───── TEXT BLOCK ─────
Taxes Keep Going Up. So Why Are Budget Shortfalls Getting Worse?
Governor Bob Ferguson recently warned state agencies to prepare for difficult budget decisions in the years ahead. In guidance sent to agency leaders, the administration pointed to familiar pressures: inflation has driven up costs, Washington’s population has grown significantly over the past decade, and maintaining public services is becoming more expensive.
Those factors are real. Anyone who buys groceries, pays a utility bill, or runs a business understands that costs are higher today than they were ten years ago.
But there is one number largely missing from this conversation.
State spending has grown far faster than either inflation or population growth.
Over the past decade, Washington’s population increased by roughly 14 percent. Inflation also pushed costs higher. Yet total state spending has expanded at a dramatically faster rate. Depending on the measure used, Washington’s budget has more than doubled over roughly the same period, growing from approximately $33.5 billion in the 2013-15 biennium to more than $80 billion today.
That matters because inflation and population growth can explain some spending growth. They cannot explain all of it.
If state spending increased at the same rate as population growth and inflation, state spending would be roughly $20 billion less that is actually is. The last four, two-year budgets, in fact, have approved spending levels that exceeded projected revenues.
Imagine a family whose grocery bill rose 25 percent over several years. That would be frustrating but understandable. If that same family responded by increasing its total household spending by 100 percent, however, it would be hard to argue that inflation was the primary problem.
─────
## SET PROBLEM 1
Please pick out each line of the listing that contains the word "skin" and copy it.
───── INFORMATION PROVIDED ─────
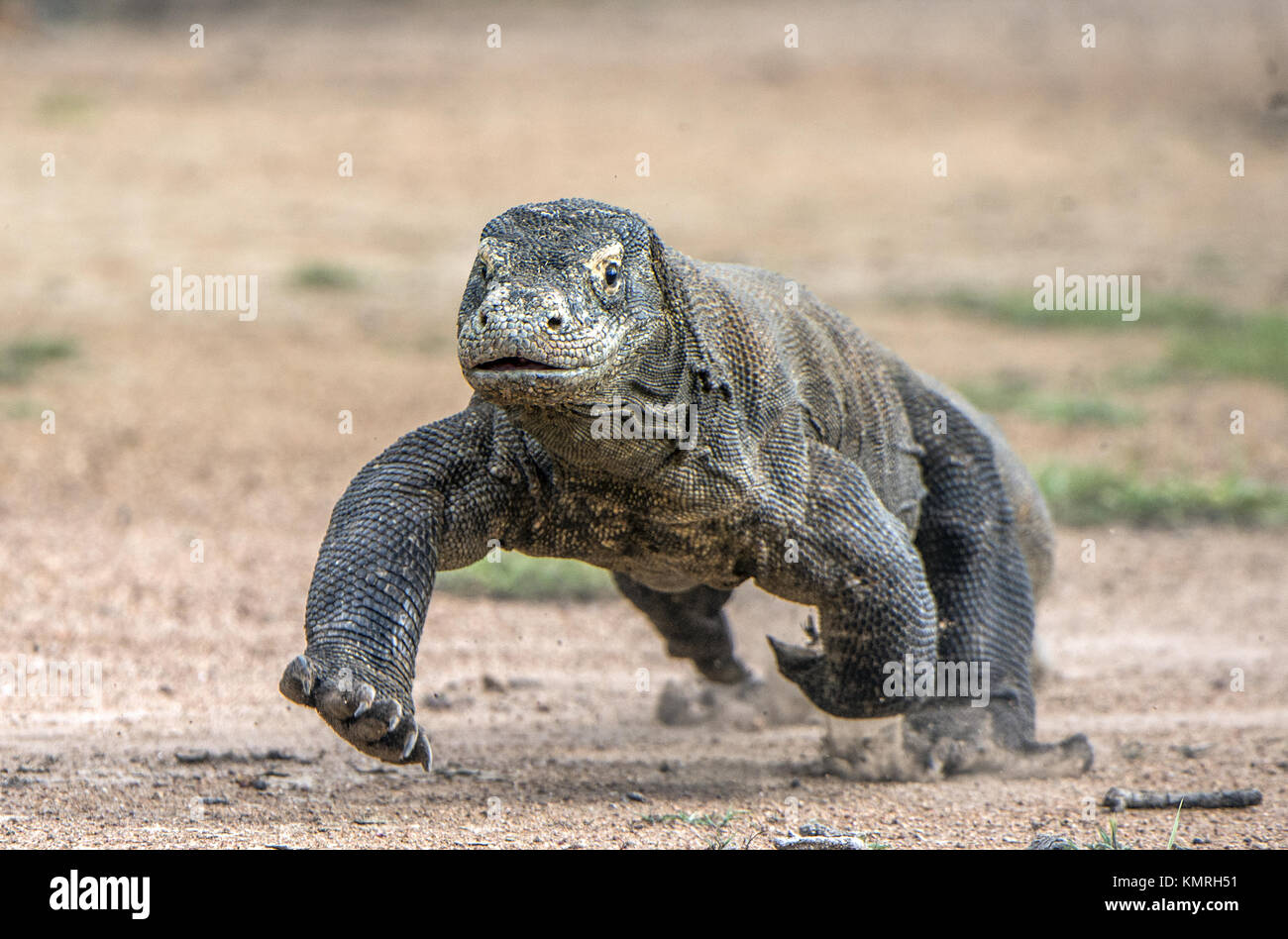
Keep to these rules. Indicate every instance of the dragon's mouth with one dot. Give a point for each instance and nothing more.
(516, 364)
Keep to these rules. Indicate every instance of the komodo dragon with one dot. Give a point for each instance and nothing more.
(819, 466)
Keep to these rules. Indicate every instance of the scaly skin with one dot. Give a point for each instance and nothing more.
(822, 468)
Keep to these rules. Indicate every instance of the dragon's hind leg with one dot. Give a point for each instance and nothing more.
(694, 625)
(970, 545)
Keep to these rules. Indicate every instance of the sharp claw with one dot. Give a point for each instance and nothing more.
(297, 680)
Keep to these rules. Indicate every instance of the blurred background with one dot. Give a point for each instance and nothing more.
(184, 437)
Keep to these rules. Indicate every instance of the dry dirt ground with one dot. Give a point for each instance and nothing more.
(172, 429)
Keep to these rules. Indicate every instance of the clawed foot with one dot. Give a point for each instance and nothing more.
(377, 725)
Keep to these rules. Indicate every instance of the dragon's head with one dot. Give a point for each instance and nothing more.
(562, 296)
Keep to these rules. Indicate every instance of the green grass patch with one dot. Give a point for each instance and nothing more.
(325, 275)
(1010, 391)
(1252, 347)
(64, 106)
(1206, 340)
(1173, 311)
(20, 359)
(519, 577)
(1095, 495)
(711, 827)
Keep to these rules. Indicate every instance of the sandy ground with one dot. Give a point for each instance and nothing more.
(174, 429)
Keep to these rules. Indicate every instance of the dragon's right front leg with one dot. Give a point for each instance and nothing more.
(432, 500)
─────
## SET PROBLEM 2
Carry on the piece about Washington's state spending from its final sentence.

## TASK ANSWER 1
Keep to these rules. Indicate every instance of the scaly skin with one dot. Give a point for each instance and nothing more.

## TASK ANSWER 2
The issue is no longer rising prices. The issue is spending choices.
Washington lawmakers have spent much of the last decade searching for new sources of revenue to support a rapidly expanding state budget. New taxes, higher taxes, expanded taxes, new fees, higher fees, and countless proposals targeting different industries, transactions, and activities have become recurring features of legislative sessions.
Last year alone, state leaders enacted the largest package of tax increases in state history. This year, additional tax and fee increases followed.
Yet despite those actions, budget warnings continue.
That should raise an obvious question: if record tax increases are still not enough to keep pace with spending growth, is the state addressing the right problem?
The governor’s budget guidance notes that agencies have already identified billions of dollars in reductions and savings over the last sixteen months. That sounds substantial until considering the context.
Many of those reductions came after spending plans had already expanded significantly beyond what taxpayers could sustainably support. If a homeowner plans a $100,000 remodel, then scales it back to $80,000, they have technically reduced spending. But they have not necessarily become more affordable.
Reducing projected growth is not the same thing as reducing spending. Canceling future expansions is not the same thing as living within existing means.
Washington now finds itself in a cycle that should concern taxpayers across the political spectrum. Spending grows rapidly. Revenue falls short. Lawmakers raise taxes. Spending grows again. Revenue falls short again. The search begins for another tax increase.
Meanwhile, families and employers are facing affordability challenges of their own. Housing costs remain high. Energy costs are rising. Everyday expenses continue to consume a larger share of household budgets.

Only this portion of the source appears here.